- **Try it**
Pick up the passage on customizing ASIPs in RACE after its final sentence and continue it.

- **Passage shown**

****

SimpleSim, the ISS of the SimpleScalar tool-set is used to derive the ISS for RACE. The modular design of SimpleSim allows us to add/remove/amend instructions of the target ISA. As depicted on the right hand side of Figure 2 , the machine.def file of SimpleSim is altered to change the target ISA. 
Hardware Generation for Synthesis
An ASIP design tool, ASIPmeister, generates a model in HDL (both gate level and behaviour models) for a given ISA. As shown on the left side of Figure 2 , to generate a processor using ASIPmeister, the first step is to create a suitable description of the processor, including the hardware resources (such as register file, ALU, divider, etc.) and pipeline stages. The instructions, their formats and addressing modes and the tasks to be performed by each instruction at run-time are defined as micro-operations (RTL operations), where each pipeline stage of the instruction is coded. RACE uses the Portable Instruction Set Architecture (PISA: as implemented in SimpleScalar tool-set [8] ) as its base processor. However, the base ISA could be of any other RISC processor. When the processor models (both gate level and behavioural) are generated, they are integrated with HDL models of memory modules to complete the ASIP models. Additional hardware can now be added to the design such as cache and memory mapped I/O.
Customized ASIPs
When the base models are designed in RACE, they can be customized in a number of ways either to explore the design space with different configurations or to add a totally different domain of tasks (such as instruction changes to perform security checks [11] ) to the models. We discuss such customizations in this section.
Most of the applications hardly utilize the whole instruction set of a processor, thus the need for ASIPs. If an application does not need a specific instruction, it would be quite useful to turn off that instruction from the processor. This will reduce the area usage and power consumption, benefiting an embedded system [9] .

****

[Point-per-instance localization data]
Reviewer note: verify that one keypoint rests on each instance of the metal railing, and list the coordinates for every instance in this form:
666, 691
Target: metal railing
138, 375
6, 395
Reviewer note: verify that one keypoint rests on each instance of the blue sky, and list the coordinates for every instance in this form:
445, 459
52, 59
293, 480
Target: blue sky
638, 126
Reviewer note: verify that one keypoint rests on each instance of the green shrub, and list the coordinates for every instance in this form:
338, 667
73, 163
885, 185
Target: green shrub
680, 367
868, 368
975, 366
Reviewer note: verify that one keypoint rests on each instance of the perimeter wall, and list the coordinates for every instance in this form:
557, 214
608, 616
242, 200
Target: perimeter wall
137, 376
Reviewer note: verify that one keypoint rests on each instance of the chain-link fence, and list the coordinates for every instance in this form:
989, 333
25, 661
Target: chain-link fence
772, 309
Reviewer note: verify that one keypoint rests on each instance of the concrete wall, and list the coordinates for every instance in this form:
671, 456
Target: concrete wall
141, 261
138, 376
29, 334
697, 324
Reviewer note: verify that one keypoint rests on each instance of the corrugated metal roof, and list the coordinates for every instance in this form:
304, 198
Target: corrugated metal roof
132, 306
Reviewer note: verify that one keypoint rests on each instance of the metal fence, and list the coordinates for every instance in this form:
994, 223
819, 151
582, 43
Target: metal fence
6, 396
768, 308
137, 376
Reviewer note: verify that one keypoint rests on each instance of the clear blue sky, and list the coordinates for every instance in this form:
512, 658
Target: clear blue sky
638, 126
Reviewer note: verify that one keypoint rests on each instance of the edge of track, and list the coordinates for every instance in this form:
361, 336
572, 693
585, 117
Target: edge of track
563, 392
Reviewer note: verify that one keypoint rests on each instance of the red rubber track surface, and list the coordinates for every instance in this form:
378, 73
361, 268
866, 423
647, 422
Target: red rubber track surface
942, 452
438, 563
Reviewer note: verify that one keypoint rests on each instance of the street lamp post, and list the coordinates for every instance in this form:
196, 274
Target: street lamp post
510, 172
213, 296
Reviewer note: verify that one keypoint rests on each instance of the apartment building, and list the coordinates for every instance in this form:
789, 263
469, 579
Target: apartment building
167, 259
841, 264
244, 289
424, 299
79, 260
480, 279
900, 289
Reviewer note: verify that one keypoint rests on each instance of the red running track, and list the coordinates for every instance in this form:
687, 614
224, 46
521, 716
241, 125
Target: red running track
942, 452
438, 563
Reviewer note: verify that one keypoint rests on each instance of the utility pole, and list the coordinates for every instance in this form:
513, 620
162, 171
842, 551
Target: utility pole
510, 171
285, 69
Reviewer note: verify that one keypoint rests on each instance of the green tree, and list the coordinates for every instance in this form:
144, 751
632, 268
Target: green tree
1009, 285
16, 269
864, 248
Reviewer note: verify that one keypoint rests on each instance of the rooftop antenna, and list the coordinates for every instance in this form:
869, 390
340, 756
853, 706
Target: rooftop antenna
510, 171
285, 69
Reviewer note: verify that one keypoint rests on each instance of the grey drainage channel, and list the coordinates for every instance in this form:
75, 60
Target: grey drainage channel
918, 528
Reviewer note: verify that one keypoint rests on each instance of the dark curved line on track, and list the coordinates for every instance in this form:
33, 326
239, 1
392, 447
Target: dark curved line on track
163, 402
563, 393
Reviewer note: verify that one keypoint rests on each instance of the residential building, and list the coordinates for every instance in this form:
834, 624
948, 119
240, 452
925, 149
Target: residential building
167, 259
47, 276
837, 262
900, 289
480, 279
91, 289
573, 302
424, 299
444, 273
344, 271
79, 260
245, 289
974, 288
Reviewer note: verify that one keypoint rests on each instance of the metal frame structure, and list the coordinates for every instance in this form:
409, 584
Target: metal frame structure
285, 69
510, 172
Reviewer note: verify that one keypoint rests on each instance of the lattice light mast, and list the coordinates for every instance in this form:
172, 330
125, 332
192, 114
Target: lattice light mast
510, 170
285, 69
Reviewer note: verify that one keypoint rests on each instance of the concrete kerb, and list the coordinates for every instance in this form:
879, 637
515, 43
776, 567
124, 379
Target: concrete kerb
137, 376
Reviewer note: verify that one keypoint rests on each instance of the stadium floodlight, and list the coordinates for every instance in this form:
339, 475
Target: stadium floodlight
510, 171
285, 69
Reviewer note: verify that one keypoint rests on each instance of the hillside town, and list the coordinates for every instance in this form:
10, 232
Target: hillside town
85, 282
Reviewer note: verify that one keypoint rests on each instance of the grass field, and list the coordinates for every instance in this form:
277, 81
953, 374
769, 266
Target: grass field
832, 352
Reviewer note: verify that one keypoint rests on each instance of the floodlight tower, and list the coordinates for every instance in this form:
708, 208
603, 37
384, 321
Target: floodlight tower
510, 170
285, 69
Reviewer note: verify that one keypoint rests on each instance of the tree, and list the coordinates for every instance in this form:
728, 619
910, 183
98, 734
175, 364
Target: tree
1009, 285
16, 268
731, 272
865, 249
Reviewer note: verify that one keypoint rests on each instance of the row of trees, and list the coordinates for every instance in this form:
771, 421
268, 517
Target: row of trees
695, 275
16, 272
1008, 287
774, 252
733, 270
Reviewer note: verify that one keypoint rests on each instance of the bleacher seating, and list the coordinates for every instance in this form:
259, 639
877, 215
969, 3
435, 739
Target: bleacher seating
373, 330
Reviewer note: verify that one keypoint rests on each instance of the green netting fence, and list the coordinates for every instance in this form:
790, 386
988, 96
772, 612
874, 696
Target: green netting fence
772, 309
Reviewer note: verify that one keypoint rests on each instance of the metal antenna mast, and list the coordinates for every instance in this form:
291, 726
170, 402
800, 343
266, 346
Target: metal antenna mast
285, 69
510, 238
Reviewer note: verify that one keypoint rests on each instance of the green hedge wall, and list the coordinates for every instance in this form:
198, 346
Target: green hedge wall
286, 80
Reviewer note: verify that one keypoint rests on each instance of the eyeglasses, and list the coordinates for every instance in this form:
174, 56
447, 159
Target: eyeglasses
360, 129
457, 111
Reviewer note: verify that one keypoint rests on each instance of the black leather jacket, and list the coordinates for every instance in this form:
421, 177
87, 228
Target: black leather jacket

****

- **Result for this exercise**
ASIPs are famous for 'special instructions', instructions that are not available in the base ISA. RACE allows its users to have their own instructions. Special instructions can be utilized to add new customized hardware modules to perform repeated tasks and therefore make the processing faster [11] . Figure 3 depicts the simulation and synthesis setup used by RACE framework. The behavioural model is typically used during the design stage for debugging and testing of the ASIP (by performing simulation in ModelSim). The debugging and testing is performed by running test applications to cover all the instructions in our target ASIP. The completed gate level model is used with Synopsys Design Compiler to create the synthesized version, which is ready to be fabricated. The software binary is an input to the synthesis model, by which the memory size of the ASIP can be computed. Synthesis reports include power consumption, clock period and, area in gates and cells. Simulation is performed with SimpleSim to count the number of clock cycles (CC) particular software binaries would take. CC is multiplied by clock period (a metric computed from the synthesis using Synopsys Design Compiler) to compute the total execution time of the application.
Simulation and Synthesis Setup
Comparing the design time of large design problems with and without the RACE framework is currently being performed. We propose this as a future work for this paper.
Conclusion
In this paper, we reported RACE, a simulation and synthesis framework for rapid hardware-software co-design of ASIPs. RACE framework integrates an automatic HDL generator with a well-known instruction set simulator to support rapid processor development.